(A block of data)
....

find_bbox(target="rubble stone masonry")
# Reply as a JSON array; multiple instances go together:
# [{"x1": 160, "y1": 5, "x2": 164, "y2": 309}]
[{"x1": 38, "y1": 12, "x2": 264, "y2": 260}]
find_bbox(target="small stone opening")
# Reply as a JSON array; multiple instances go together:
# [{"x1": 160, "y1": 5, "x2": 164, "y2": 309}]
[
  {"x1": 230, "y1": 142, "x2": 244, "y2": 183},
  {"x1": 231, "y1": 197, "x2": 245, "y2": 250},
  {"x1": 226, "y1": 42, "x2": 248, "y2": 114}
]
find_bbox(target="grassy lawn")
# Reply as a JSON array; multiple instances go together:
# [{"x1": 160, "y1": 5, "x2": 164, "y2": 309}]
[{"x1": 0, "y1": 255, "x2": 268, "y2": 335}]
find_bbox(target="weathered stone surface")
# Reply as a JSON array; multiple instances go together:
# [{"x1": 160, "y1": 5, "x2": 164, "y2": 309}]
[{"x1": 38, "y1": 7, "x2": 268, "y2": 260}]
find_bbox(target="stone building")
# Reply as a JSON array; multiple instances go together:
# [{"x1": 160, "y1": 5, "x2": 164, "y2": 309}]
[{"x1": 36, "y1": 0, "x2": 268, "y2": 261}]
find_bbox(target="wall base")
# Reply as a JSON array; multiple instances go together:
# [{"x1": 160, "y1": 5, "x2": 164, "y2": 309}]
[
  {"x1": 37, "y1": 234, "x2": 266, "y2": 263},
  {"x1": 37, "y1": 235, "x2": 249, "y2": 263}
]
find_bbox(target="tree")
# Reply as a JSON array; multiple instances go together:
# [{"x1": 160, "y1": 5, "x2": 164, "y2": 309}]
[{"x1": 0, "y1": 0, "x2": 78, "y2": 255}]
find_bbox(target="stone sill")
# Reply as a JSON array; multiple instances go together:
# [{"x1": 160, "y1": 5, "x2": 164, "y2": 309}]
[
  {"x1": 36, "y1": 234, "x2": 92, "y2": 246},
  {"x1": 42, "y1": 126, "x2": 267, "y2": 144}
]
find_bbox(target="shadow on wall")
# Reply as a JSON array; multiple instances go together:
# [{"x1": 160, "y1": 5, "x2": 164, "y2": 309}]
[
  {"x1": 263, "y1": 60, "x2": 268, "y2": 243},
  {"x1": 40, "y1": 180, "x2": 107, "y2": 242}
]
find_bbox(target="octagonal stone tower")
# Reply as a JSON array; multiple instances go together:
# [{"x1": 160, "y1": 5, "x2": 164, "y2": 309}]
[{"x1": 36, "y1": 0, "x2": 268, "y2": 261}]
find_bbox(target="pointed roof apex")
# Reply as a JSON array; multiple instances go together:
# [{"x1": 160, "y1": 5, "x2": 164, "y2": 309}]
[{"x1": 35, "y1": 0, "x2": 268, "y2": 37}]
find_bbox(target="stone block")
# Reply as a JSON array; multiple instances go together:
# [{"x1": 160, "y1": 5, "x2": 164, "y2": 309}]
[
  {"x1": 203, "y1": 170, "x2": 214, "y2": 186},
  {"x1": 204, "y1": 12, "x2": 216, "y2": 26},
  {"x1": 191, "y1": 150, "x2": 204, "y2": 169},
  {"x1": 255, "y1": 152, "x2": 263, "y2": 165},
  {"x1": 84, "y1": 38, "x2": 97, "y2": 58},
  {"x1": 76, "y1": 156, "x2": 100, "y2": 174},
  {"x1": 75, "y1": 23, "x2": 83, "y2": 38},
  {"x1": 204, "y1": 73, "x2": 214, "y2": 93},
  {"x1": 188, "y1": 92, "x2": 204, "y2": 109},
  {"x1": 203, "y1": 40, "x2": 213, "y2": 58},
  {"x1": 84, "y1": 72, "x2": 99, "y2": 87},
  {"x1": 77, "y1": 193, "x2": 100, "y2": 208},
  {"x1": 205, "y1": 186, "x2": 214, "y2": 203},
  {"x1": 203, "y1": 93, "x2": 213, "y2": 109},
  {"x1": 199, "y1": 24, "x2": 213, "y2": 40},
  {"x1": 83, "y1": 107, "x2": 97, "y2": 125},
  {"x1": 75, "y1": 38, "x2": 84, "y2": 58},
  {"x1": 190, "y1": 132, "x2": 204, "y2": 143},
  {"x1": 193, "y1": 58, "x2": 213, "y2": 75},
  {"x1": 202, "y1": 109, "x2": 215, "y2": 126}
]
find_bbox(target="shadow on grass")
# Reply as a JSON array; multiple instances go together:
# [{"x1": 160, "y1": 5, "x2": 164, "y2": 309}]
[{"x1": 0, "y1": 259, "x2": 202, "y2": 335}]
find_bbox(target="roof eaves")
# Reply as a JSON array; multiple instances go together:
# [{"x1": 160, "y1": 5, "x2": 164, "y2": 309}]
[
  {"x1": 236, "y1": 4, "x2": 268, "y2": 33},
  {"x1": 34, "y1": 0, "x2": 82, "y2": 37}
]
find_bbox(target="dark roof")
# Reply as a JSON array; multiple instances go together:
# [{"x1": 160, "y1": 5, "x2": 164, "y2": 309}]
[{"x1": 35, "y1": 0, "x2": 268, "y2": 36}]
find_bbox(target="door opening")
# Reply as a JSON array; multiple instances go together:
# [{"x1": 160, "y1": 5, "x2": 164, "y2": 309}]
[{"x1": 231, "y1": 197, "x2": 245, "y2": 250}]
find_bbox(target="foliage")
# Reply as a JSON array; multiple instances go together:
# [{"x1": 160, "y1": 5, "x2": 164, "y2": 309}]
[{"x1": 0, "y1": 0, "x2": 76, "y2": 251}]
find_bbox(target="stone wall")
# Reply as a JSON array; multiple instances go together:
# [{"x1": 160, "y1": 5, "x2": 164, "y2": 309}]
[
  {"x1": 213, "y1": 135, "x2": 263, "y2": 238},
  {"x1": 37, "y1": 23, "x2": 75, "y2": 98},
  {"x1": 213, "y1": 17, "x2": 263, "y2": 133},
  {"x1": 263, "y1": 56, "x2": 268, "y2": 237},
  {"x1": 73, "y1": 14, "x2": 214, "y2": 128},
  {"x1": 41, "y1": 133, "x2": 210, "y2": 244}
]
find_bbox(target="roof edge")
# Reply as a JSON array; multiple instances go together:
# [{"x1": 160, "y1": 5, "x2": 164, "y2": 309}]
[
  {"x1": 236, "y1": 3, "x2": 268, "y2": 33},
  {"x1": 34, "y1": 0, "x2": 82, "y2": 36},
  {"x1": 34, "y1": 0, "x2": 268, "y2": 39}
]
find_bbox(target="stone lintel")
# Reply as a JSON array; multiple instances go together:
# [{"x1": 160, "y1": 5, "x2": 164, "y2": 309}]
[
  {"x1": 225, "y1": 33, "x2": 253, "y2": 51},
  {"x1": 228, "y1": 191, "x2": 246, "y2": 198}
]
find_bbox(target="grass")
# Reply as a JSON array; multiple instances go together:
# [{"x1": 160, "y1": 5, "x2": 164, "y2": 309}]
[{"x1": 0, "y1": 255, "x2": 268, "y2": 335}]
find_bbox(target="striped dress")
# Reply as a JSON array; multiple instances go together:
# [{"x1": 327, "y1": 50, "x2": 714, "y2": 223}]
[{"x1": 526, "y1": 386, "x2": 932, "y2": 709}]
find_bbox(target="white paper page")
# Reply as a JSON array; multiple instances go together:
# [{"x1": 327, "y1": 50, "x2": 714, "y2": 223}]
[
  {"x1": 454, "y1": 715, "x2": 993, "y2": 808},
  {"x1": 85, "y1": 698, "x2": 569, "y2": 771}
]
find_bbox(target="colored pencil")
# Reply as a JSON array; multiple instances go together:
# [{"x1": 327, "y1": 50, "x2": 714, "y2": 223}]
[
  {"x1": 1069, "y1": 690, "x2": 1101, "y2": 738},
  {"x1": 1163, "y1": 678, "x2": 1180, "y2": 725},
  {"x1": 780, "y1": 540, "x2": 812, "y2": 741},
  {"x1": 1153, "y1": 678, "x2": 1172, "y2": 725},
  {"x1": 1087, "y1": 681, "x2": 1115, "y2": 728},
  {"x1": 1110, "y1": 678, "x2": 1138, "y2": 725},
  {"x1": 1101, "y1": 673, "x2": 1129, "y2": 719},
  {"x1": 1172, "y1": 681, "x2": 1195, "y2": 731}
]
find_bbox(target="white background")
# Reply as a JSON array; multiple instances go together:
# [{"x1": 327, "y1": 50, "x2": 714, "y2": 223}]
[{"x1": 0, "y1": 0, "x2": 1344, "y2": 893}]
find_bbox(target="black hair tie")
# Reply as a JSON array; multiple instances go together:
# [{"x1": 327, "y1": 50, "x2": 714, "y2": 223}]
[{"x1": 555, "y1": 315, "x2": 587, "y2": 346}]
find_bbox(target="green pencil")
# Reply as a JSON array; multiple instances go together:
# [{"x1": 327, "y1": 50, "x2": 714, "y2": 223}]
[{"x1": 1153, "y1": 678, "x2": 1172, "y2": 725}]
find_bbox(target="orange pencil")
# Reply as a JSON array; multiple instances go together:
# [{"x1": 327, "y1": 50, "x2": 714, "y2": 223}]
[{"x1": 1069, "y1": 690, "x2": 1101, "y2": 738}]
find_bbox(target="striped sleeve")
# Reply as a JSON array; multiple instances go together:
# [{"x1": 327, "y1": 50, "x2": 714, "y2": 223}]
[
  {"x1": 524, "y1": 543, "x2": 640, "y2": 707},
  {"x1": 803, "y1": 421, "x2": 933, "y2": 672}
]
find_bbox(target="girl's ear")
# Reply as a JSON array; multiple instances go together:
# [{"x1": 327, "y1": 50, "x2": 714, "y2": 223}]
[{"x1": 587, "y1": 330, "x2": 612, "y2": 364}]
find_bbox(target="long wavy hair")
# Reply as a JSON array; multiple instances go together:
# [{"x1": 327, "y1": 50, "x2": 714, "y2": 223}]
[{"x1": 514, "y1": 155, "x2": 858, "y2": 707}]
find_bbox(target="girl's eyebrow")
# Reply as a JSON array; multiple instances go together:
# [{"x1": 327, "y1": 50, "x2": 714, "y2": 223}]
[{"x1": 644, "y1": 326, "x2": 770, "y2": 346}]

....

WHAT YOU HAVE TO DO:
How many lines of the listing above contain the string "roof"? Reply with the number alone.

ANSWER TO THE EXERCISE:
4